Can you reproduce the lines of the records below word for word, starting at the line that contains "the controller joystick" and ending at the last line of the records, with nothing else?

(Pointing records)
"""

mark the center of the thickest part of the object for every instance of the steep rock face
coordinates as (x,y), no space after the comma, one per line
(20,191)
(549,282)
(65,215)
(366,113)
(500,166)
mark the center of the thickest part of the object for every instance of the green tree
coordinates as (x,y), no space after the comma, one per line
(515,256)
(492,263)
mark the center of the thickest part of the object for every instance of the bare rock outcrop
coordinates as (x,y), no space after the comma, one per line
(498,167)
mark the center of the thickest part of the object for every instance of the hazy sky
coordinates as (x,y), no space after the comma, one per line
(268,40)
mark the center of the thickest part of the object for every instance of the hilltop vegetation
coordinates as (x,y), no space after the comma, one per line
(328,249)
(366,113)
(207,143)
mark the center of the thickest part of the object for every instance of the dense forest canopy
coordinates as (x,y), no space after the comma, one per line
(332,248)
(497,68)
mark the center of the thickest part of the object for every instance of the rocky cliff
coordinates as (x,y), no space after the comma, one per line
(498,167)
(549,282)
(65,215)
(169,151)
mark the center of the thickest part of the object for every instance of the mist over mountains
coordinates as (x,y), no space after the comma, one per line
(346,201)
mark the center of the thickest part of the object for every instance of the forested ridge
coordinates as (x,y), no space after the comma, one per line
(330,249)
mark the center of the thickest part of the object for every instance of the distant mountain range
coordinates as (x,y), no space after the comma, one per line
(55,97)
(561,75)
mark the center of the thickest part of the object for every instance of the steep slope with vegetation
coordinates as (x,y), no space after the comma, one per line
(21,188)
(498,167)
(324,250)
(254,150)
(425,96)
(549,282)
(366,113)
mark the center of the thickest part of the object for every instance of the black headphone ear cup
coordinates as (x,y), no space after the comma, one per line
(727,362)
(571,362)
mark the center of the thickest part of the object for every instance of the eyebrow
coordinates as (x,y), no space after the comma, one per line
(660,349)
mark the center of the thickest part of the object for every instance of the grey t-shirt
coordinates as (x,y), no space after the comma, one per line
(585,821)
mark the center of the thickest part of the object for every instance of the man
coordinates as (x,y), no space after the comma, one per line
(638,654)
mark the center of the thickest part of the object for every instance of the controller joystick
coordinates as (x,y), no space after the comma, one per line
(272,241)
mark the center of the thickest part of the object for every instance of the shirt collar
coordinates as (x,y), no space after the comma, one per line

"""

- [Written solution]:
mark the center of the thickest part of the object for every instance of the controller joystick
coordinates as (x,y), no space after the comma, one per line
(272,241)
mark the center of the thickest part of the object for every instance of the shirt collar
coordinates as (x,y), no space after the comma, one per line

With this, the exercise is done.